* EXERCISE *
Begin at the line that contains "house in the photo above." and repeat every line from there to the end of the records below, inclusive, without adding any other line.

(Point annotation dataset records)
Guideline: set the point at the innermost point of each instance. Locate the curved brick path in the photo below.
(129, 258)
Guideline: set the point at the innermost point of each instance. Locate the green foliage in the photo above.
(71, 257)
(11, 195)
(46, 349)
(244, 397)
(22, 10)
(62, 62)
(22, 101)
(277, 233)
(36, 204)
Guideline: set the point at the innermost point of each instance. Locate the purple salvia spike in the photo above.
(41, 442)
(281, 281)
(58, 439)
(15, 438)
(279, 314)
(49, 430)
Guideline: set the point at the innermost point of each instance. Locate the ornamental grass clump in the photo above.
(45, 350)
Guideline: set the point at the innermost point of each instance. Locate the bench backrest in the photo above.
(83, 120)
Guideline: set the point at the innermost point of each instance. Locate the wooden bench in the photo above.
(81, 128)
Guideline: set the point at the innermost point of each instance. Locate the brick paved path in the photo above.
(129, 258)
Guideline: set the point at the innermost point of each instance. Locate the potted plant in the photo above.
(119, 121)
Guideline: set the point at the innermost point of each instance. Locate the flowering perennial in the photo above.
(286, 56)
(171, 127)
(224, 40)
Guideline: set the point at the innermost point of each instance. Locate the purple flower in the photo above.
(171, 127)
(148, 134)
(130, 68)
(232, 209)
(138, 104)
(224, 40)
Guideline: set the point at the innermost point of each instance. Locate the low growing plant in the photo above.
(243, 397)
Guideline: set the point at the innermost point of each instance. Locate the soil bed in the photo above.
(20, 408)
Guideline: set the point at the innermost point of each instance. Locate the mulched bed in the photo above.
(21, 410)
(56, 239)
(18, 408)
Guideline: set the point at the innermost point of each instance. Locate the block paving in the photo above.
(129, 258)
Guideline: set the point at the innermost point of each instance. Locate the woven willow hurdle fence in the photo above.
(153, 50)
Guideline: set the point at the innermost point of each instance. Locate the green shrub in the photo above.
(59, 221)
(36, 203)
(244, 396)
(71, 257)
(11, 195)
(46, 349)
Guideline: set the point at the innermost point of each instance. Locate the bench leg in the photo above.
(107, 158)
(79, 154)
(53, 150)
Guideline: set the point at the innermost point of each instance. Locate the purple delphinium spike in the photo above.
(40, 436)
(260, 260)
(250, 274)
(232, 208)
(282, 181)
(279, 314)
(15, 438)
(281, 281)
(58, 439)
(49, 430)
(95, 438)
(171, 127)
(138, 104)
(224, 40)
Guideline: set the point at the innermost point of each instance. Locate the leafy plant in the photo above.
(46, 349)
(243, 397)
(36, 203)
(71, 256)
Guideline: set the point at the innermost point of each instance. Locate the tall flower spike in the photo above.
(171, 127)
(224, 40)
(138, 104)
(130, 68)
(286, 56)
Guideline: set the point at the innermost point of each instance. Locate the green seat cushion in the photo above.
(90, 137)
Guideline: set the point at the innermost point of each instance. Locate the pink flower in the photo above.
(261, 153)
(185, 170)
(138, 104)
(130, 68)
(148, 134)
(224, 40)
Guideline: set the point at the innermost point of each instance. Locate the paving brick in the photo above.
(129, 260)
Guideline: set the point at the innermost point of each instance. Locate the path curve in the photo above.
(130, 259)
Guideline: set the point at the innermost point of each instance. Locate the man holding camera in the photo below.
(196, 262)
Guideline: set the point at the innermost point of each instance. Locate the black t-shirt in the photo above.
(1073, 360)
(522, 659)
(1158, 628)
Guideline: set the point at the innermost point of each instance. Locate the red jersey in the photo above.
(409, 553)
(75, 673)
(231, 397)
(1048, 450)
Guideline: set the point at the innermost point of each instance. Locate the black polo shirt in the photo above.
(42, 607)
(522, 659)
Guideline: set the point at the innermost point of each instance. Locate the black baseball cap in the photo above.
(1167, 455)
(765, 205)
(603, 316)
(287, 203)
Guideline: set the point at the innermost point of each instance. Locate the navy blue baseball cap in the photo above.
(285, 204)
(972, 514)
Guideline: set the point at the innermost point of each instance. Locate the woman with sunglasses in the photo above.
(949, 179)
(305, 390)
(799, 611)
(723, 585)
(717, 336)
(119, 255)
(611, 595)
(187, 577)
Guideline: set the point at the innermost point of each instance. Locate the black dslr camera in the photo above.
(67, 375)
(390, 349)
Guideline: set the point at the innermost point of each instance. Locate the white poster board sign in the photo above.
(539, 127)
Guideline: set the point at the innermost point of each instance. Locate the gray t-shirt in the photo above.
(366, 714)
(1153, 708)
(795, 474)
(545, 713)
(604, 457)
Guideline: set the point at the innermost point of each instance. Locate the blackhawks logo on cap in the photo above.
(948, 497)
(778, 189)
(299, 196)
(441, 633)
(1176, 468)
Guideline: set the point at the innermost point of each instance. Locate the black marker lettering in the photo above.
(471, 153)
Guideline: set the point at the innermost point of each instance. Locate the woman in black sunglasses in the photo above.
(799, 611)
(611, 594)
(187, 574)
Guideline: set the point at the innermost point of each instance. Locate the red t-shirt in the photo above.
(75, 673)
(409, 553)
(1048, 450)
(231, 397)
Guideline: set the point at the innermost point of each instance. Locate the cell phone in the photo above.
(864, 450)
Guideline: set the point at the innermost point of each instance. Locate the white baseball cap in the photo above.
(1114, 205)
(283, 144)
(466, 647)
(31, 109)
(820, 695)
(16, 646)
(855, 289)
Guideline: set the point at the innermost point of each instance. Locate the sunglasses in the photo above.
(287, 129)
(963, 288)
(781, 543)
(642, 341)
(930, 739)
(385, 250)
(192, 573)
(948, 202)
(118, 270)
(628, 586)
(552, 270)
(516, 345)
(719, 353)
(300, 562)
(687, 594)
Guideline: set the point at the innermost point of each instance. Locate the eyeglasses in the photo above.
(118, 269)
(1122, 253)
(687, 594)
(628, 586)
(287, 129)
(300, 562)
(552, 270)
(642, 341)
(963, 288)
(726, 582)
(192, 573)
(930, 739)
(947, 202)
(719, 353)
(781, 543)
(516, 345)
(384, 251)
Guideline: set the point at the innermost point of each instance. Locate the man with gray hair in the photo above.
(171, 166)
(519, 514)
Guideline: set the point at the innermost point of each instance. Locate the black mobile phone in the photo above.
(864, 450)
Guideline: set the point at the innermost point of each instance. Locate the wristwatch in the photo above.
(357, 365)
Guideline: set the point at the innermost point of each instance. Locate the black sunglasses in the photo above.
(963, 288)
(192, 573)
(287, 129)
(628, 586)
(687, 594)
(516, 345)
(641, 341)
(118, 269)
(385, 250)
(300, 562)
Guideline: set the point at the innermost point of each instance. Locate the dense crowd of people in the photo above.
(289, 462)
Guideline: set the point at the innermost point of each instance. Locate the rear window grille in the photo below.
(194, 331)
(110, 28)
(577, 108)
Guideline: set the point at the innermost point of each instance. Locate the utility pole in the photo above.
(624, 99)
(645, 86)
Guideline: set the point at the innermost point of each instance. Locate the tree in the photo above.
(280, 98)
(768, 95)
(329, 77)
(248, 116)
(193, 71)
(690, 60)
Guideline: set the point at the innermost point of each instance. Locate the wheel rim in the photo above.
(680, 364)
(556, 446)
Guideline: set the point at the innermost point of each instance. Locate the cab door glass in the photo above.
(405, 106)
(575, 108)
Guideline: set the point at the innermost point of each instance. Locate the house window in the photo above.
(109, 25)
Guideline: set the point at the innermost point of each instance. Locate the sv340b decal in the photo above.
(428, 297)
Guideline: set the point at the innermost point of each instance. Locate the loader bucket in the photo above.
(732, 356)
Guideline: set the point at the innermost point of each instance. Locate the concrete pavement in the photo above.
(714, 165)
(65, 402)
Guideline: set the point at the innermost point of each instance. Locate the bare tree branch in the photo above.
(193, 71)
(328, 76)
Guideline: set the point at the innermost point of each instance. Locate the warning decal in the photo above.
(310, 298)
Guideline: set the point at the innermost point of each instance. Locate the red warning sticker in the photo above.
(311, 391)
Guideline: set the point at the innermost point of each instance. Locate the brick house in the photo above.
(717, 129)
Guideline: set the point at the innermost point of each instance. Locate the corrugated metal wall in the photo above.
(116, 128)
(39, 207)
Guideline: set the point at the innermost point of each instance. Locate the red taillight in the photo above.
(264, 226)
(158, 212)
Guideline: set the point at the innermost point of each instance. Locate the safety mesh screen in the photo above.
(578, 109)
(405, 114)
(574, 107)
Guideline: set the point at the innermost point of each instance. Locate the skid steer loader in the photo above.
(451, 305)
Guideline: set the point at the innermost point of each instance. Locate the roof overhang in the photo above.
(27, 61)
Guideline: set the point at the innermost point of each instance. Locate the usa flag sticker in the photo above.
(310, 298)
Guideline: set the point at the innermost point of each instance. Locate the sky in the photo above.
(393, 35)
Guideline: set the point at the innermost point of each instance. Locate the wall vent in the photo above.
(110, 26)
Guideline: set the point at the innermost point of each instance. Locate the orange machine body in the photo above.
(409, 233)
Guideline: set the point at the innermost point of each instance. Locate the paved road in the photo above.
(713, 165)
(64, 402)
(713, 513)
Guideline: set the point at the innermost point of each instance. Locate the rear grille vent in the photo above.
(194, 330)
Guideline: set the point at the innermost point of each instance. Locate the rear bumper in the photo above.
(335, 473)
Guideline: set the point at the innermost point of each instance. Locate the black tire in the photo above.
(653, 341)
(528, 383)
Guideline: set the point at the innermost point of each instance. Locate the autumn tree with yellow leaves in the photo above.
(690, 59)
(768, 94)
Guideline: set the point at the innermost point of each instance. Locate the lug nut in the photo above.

* RESPONSE TO THIS EXERCISE *
Guideline: set the point at the innermost point of each instance. Locate the brick house in the photo above.
(717, 129)
Guideline: set the point at the innermost point of each instance. Locate the corrugated metal wall in the photo above.
(116, 128)
(39, 207)
Guideline: set the point at the innermost point of each instance. Locate the red taillight in the photo above.
(264, 226)
(158, 212)
Guideline: set the point at the innermost point of each instance. Locate the safety mesh screen in the photo above.
(578, 109)
(405, 114)
(574, 107)
Guideline: set the point at the innermost point of each instance. Locate the skid steer loader in the photo above.
(451, 305)
Guideline: set the point at the innermost point of each instance. Locate the roof overhang in the photo above.
(27, 61)
Guideline: set the point at the innermost point of each instance. Locate the usa flag sticker in the photo above.
(310, 298)
Guideline: set the point at the innermost point of each instance. Locate the sky in the photo above.
(393, 35)
Guideline: set the point at the innermost point of each instance. Locate the wall vent in the photo above.
(110, 26)
Guideline: set the point at the innermost point of each instance. Locate the orange machine body in the photo above.
(409, 233)
Guideline: set the point at the innermost point of each instance. Locate the paved road in the photo above.
(713, 165)
(64, 402)
(713, 513)
Guideline: set the point at the innermost point of each instance. Locate the rear grille vent in the photo above.
(194, 330)
Guideline: set the point at the innermost point of each instance. Locate the rear bumper in the photo above.
(335, 473)
Guideline: set the point at the innermost point of each instance. Locate the black tire in the photo above.
(653, 341)
(528, 383)
Guideline: set the point at the innermost point of each instance. Locate the autumn tree with yellow leaves in the photo above.
(690, 59)
(768, 94)
Guideline: set the point at the innermost point of each instance. Locate the lug nut in the photo above.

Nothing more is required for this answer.